WORK REQUIRED >> Put everything below, from the start of the items down to the line containing "429], [90, 219, 117, 344]]", into a JSON list of strings with one string per line, leaving out blank lines.

━━━━━━━━

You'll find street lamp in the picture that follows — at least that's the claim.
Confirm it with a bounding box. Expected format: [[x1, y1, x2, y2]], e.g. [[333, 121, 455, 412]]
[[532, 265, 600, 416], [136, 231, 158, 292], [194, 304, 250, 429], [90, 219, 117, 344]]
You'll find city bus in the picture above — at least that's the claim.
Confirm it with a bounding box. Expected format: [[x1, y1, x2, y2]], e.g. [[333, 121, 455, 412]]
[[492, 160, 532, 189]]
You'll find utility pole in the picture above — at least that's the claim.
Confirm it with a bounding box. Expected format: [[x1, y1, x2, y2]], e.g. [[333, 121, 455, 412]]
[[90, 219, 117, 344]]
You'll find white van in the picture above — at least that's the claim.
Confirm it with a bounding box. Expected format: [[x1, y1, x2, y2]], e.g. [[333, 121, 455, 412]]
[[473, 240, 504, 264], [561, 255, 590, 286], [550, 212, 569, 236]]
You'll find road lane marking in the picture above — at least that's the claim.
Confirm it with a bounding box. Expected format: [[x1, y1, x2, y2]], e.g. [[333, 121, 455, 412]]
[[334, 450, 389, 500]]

━━━━━━━━

EXERCISE RESPONSE >>
[
  "You'll find street lamp in the picture that follows — at least that's the claim.",
  "Confirm it with a bounding box. Expected format: [[x1, y1, x2, y2]], e.g. [[333, 121, 455, 412]]",
  "[[532, 265, 600, 416], [136, 231, 158, 292], [194, 304, 250, 429], [90, 219, 117, 344]]"
]